Examine the data below and state how many lines contain "trace", offering no other words.

[[ Provided records, beginning ]]

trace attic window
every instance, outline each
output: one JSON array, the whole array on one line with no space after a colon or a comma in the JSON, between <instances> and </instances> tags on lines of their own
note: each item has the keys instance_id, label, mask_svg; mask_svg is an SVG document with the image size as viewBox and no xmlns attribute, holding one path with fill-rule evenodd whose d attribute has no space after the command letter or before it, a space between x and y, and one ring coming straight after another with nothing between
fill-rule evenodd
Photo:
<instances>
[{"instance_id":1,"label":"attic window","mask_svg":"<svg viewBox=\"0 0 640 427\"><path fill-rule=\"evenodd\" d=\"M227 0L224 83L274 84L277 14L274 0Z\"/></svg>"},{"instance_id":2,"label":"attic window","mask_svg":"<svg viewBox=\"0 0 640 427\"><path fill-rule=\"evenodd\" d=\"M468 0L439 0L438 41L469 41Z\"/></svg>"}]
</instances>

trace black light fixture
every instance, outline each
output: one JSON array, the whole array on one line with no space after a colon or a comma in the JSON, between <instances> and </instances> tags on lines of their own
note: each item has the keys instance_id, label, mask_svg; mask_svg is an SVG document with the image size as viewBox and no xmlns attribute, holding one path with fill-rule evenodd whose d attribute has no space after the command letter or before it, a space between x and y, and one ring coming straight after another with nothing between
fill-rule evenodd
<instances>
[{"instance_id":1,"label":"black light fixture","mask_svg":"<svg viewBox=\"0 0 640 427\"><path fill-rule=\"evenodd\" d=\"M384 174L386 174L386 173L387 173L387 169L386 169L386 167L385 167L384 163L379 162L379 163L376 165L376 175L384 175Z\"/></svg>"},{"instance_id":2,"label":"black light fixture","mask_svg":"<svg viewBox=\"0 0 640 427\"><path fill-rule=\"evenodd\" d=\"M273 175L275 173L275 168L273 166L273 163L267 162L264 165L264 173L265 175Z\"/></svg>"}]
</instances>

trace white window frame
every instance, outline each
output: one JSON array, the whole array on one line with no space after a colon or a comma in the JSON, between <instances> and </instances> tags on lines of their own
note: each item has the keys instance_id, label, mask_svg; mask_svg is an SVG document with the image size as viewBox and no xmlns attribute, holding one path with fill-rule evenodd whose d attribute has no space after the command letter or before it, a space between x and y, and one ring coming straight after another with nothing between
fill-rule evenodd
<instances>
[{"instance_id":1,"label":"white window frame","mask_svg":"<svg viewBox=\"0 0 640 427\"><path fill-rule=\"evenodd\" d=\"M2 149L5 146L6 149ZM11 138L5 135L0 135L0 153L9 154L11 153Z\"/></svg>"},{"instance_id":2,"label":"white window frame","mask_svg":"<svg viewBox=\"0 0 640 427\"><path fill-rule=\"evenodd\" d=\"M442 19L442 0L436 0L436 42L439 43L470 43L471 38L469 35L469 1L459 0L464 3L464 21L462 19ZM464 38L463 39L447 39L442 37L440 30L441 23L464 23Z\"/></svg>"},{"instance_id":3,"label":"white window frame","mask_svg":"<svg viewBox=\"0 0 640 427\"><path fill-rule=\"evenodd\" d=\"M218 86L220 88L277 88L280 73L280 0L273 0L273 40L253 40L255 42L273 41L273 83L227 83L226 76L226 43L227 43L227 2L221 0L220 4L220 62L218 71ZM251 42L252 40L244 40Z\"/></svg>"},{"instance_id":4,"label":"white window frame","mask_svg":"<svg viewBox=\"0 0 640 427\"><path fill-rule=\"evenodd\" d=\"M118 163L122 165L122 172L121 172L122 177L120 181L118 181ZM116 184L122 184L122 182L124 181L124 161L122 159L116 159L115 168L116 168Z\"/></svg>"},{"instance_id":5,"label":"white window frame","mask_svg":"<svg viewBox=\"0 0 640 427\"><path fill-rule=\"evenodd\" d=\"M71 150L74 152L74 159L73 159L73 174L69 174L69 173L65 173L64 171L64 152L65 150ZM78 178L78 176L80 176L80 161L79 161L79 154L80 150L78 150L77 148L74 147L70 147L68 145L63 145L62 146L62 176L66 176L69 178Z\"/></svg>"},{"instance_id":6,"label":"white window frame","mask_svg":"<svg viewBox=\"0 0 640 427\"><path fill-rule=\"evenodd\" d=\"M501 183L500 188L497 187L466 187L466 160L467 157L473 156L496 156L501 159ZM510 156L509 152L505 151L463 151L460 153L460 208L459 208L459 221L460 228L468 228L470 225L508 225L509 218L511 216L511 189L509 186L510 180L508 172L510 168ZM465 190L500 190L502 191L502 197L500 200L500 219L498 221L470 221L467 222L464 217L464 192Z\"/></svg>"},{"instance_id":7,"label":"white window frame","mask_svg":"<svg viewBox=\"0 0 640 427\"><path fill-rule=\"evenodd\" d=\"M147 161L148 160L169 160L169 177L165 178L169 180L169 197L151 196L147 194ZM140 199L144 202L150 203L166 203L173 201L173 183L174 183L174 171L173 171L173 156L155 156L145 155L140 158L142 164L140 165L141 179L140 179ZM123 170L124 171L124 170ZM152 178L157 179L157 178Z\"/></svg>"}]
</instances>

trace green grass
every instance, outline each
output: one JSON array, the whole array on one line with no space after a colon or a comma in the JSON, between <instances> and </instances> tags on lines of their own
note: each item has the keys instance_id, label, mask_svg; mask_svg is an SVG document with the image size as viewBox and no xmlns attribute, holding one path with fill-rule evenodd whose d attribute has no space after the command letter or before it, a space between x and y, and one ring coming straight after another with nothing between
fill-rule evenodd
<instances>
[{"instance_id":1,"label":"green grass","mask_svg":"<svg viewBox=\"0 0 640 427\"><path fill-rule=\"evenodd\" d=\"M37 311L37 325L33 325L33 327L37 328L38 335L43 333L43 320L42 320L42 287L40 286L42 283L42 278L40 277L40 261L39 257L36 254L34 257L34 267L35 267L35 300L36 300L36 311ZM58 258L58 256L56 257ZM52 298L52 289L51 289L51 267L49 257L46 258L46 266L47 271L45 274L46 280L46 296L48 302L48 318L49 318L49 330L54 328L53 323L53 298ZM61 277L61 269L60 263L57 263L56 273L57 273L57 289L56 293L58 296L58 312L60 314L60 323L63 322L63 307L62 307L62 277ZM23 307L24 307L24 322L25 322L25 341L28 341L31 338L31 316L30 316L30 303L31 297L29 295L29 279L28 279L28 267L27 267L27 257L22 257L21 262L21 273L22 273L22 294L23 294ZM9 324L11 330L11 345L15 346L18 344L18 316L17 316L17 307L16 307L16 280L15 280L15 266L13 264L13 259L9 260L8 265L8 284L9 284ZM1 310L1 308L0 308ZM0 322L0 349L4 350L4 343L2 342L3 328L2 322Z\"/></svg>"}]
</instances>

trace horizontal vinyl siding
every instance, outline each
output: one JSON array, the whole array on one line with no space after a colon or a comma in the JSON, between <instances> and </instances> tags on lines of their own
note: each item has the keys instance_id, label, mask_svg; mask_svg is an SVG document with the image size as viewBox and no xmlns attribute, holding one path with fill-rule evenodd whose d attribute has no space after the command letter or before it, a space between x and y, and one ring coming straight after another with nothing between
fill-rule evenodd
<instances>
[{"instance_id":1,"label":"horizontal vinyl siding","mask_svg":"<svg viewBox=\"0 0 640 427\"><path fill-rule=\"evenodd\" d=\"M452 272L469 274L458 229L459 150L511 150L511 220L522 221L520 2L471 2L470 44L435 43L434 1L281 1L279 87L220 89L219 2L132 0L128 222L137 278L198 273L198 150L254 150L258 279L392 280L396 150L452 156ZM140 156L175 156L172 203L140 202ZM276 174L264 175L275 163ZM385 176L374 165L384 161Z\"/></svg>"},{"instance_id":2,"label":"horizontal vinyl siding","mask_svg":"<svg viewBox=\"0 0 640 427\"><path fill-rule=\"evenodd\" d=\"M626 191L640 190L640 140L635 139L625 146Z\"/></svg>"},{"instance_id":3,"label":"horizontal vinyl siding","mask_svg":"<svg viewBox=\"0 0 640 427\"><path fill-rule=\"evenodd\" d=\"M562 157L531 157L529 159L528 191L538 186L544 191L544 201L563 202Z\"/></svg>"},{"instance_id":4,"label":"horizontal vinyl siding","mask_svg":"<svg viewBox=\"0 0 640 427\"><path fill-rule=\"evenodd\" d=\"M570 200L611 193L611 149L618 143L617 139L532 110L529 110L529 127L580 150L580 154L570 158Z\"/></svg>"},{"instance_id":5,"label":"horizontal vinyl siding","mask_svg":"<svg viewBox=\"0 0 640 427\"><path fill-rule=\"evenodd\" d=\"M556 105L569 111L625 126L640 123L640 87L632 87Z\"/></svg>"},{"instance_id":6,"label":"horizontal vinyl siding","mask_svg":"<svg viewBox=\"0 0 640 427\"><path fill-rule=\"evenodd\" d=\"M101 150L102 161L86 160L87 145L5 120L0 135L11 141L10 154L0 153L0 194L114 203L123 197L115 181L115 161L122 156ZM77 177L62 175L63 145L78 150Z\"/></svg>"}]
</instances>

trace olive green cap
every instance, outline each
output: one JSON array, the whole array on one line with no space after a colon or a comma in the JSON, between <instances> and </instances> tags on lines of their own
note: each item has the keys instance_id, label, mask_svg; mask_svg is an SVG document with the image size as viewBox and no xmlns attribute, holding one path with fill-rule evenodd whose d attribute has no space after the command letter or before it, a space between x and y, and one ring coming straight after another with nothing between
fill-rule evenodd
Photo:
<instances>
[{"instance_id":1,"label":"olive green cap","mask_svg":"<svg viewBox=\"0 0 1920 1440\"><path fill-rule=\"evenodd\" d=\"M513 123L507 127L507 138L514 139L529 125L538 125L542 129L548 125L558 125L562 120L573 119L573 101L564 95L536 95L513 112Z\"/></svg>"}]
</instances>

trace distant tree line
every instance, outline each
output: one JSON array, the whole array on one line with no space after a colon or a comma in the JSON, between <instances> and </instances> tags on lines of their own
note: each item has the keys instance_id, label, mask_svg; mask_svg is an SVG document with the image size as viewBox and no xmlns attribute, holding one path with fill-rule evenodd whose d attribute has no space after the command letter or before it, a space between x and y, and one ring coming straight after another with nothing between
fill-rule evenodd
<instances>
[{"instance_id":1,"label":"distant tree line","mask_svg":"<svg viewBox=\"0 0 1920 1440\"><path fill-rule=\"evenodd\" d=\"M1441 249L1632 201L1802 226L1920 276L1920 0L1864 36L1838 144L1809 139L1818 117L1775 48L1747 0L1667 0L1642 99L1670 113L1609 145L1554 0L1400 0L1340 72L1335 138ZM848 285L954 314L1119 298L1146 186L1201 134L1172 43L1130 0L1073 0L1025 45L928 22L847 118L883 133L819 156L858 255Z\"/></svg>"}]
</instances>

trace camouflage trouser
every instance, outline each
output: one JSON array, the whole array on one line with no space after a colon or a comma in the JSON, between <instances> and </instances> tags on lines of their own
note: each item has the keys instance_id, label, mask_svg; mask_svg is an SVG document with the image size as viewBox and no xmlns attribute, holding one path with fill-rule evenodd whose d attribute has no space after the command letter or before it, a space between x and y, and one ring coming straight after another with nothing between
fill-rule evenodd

[[ Provided records, end ]]

» **Written reply**
8